- [EXERCISE]:
Please find every line in the items below that contains the string "xmax", and copy each one. Uppercase and lowercase count as different.

- [MATERIAL FOR THIS TASK]:
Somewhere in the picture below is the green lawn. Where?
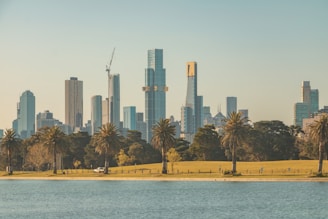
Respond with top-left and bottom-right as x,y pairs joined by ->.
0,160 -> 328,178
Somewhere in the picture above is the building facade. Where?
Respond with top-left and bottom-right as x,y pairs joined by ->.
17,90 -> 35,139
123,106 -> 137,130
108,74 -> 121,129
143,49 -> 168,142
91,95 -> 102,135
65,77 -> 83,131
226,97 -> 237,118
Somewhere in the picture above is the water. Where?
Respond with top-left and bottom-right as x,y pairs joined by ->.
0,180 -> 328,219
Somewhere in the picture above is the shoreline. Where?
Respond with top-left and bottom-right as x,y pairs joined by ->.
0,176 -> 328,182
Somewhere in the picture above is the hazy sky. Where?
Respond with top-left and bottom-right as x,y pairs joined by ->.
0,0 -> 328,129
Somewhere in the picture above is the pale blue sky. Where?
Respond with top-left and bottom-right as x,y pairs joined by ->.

--

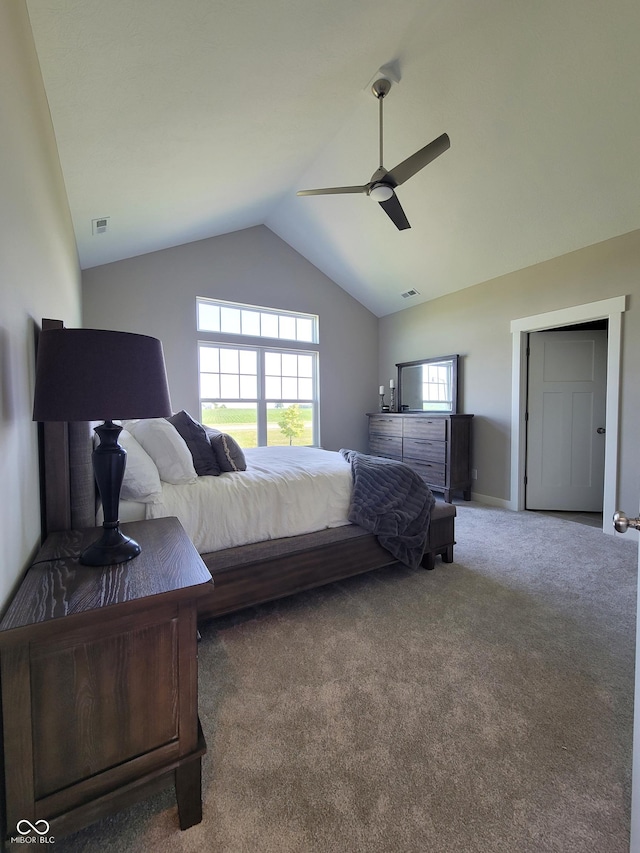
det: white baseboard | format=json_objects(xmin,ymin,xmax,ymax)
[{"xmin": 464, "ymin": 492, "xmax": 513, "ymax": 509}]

---

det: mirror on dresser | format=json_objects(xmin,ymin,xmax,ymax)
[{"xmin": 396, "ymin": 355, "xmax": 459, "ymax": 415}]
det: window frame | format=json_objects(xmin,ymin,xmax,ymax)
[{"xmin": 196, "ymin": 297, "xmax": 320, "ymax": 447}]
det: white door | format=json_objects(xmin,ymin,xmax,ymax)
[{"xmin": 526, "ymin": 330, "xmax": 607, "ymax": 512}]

- [REPLY]:
det: white baseboard | format=json_objects(xmin,ymin,xmax,ymax)
[{"xmin": 464, "ymin": 492, "xmax": 513, "ymax": 509}]
det: mirror on dresser | format=json_objects(xmin,ymin,xmax,ymax)
[{"xmin": 396, "ymin": 355, "xmax": 459, "ymax": 415}]
det: window frame | format=json_objects(xmin,ymin,xmax,ymax)
[{"xmin": 196, "ymin": 297, "xmax": 320, "ymax": 447}]
det: white door | format=json_objects(xmin,ymin,xmax,ymax)
[{"xmin": 526, "ymin": 330, "xmax": 607, "ymax": 512}]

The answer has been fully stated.